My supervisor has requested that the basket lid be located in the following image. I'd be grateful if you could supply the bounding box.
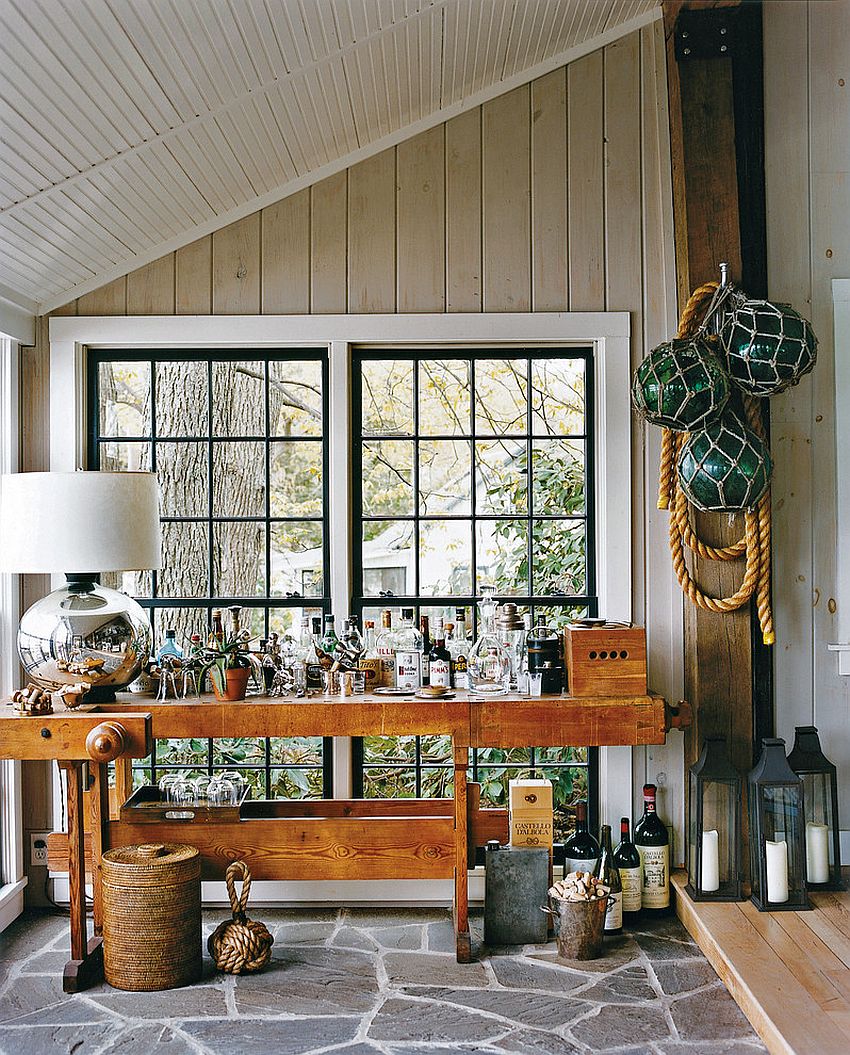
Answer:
[102,843,198,872]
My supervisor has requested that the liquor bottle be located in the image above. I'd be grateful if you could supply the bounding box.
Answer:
[394,608,422,689]
[635,784,670,916]
[428,619,451,689]
[614,817,641,923]
[564,802,599,876]
[594,824,623,934]
[358,619,381,692]
[419,615,431,685]
[446,608,469,689]
[156,629,183,667]
[374,608,395,689]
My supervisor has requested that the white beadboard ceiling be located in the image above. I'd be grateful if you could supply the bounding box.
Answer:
[0,0,660,312]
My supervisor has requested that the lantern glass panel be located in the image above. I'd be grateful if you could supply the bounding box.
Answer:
[760,785,806,902]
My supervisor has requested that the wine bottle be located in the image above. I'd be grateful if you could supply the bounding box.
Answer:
[564,802,599,876]
[635,784,670,916]
[614,817,641,923]
[594,824,623,934]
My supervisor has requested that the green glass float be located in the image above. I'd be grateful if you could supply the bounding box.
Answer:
[677,410,772,513]
[632,337,730,433]
[719,301,817,396]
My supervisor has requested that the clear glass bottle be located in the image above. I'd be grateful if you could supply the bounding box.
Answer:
[394,608,422,689]
[428,619,451,689]
[375,608,395,688]
[468,590,510,696]
[156,628,183,666]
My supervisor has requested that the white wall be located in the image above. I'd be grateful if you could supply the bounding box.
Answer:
[764,0,850,839]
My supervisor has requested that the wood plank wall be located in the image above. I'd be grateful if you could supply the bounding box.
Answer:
[18,22,683,898]
[764,0,850,831]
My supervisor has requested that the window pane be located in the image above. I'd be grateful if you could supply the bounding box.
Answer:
[213,520,266,597]
[158,522,210,597]
[532,440,584,516]
[419,440,472,516]
[156,443,210,517]
[363,520,416,597]
[532,359,584,436]
[98,441,151,473]
[419,520,472,597]
[476,519,532,596]
[212,360,266,436]
[361,440,413,517]
[269,442,323,517]
[419,359,470,436]
[475,359,528,435]
[97,360,151,436]
[269,360,322,436]
[156,360,210,436]
[532,520,586,595]
[213,440,266,517]
[476,440,528,514]
[269,520,324,597]
[361,359,413,436]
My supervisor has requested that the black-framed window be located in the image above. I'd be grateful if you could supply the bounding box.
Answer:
[88,348,332,797]
[352,347,597,827]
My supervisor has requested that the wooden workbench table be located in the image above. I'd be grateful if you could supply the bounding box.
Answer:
[0,691,669,991]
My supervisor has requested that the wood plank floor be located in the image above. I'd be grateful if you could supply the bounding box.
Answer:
[673,872,850,1055]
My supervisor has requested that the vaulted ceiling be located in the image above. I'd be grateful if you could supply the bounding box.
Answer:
[0,0,659,311]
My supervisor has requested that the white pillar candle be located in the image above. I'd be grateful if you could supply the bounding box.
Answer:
[806,821,829,883]
[765,839,788,904]
[699,828,720,894]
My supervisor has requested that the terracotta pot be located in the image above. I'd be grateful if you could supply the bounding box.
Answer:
[212,667,251,704]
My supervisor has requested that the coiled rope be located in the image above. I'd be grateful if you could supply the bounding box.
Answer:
[658,282,776,645]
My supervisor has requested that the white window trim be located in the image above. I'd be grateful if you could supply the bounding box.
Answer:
[44,311,634,901]
[0,335,26,931]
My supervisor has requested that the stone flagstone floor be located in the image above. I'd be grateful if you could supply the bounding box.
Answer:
[0,907,766,1055]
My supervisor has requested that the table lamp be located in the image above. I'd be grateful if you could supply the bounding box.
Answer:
[0,472,160,703]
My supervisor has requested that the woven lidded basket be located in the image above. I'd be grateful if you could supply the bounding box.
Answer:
[102,843,201,991]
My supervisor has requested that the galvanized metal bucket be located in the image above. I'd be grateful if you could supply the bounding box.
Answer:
[546,895,610,960]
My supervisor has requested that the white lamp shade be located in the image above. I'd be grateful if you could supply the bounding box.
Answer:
[0,473,160,574]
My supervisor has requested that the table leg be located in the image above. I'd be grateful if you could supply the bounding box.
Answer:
[59,762,103,993]
[89,762,110,935]
[452,746,472,963]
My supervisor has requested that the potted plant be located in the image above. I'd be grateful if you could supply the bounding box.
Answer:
[199,637,251,703]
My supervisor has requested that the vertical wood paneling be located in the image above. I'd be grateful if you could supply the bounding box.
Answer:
[174,234,212,315]
[77,275,127,315]
[803,3,850,810]
[764,0,823,743]
[212,212,260,315]
[262,190,310,314]
[481,84,532,311]
[566,52,605,311]
[532,69,565,311]
[348,150,395,312]
[446,108,482,311]
[395,124,446,311]
[310,172,348,313]
[127,253,175,315]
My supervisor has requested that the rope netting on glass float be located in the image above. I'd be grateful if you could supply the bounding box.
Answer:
[632,265,817,645]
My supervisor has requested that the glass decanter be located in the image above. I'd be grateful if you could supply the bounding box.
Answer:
[468,588,510,696]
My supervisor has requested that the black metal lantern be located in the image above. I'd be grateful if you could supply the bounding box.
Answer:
[747,739,812,913]
[788,726,845,890]
[687,736,743,901]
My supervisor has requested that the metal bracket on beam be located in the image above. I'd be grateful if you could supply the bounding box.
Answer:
[674,7,736,62]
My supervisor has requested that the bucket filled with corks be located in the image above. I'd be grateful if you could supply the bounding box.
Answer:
[546,871,611,960]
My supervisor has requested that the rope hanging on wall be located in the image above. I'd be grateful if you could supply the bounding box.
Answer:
[658,282,775,645]
[632,264,817,645]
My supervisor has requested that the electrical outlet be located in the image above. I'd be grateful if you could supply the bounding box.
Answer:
[30,831,50,868]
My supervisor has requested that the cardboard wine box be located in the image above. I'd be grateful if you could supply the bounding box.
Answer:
[564,624,646,696]
[508,779,553,850]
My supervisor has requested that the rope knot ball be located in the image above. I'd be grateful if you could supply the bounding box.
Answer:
[207,861,274,975]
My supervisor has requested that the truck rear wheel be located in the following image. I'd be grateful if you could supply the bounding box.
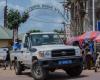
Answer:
[14,60,22,75]
[31,64,47,80]
[66,66,83,77]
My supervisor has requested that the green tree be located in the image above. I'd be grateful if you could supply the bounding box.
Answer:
[7,9,29,41]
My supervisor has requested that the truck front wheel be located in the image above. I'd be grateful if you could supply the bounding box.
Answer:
[15,60,22,75]
[65,66,83,77]
[31,63,47,80]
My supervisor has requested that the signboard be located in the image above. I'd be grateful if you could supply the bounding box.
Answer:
[97,21,100,31]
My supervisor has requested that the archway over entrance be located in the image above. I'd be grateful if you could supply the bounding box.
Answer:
[27,0,69,24]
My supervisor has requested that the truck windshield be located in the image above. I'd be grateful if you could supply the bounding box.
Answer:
[31,34,63,46]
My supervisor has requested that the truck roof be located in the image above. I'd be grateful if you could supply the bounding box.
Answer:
[19,32,57,40]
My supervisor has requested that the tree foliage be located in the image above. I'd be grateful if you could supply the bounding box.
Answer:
[7,9,29,29]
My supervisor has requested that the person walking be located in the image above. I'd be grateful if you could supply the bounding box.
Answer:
[4,50,12,70]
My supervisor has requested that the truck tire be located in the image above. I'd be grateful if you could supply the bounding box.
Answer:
[31,63,47,80]
[66,66,83,77]
[14,60,22,75]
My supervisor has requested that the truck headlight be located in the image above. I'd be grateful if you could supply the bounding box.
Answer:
[38,51,44,58]
[38,51,51,58]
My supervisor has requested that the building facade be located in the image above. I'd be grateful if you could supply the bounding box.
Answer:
[71,0,100,36]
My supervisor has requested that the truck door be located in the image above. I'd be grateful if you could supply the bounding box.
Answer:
[23,36,32,65]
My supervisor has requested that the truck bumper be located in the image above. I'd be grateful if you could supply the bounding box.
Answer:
[39,57,83,69]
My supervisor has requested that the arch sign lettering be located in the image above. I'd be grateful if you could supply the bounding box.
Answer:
[27,1,68,23]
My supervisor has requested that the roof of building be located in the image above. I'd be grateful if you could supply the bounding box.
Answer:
[0,26,13,39]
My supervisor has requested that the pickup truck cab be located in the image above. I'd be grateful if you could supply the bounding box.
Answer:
[12,32,83,80]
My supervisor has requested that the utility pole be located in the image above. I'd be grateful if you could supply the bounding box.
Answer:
[4,0,7,28]
[92,0,95,31]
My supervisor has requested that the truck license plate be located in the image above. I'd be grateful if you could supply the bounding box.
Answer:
[58,60,72,65]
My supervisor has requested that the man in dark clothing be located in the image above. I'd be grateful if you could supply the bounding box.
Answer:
[4,50,11,70]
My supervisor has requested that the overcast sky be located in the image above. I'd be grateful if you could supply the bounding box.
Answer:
[0,0,68,33]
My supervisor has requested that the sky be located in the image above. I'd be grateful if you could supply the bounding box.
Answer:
[0,0,69,33]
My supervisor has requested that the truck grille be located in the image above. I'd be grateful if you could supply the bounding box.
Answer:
[52,49,75,57]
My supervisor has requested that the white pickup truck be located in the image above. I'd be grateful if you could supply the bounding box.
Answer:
[12,32,83,80]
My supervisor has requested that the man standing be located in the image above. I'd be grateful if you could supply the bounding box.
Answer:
[4,50,11,70]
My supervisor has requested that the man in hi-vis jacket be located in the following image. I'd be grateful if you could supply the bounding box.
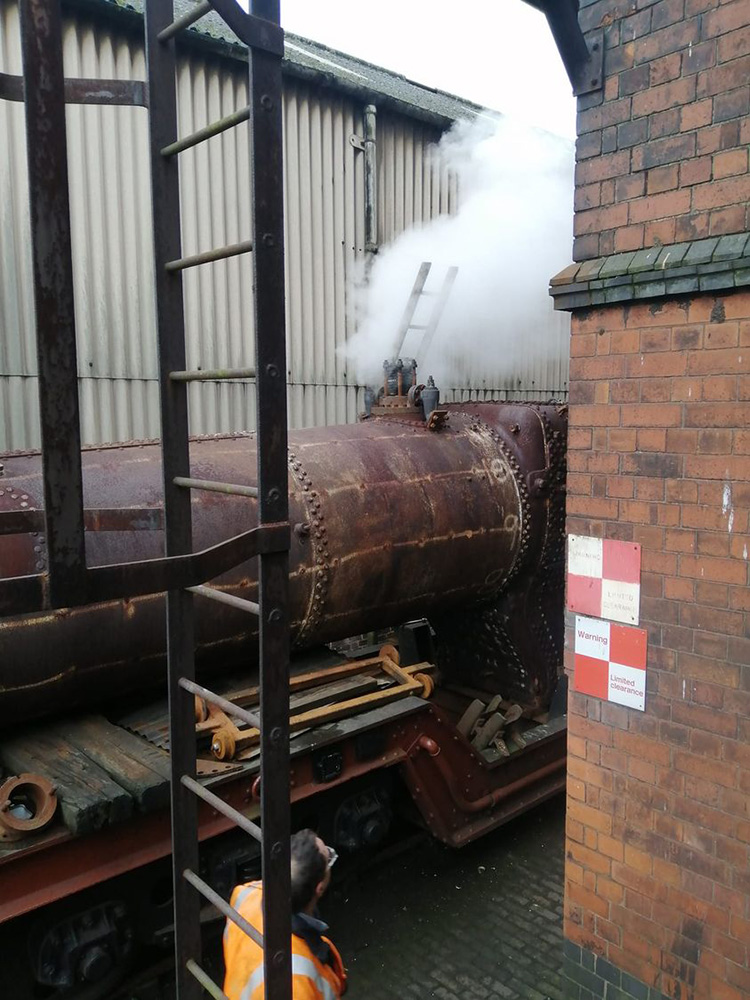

- - - - -

¿Puedes volver a escribir los datos desde la línea que contiene "My supervisor has requested that the white wall" hasta la que contiene "[764,0,850,831]", ambas incluidas, sustituyendo "white wall" por "painted wall" y sin cambiar nada más?

RESPUESTA AL EJERCICIO ::
My supervisor has requested that the painted wall be located in the image above. I'd be grateful if you could supply the bounding box.
Answer:
[764,0,850,839]
My supervisor has requested that the wood plank wall be located in the image above. I'd be grateful if you could supply the bounding box.
Answer:
[18,22,683,898]
[764,0,850,831]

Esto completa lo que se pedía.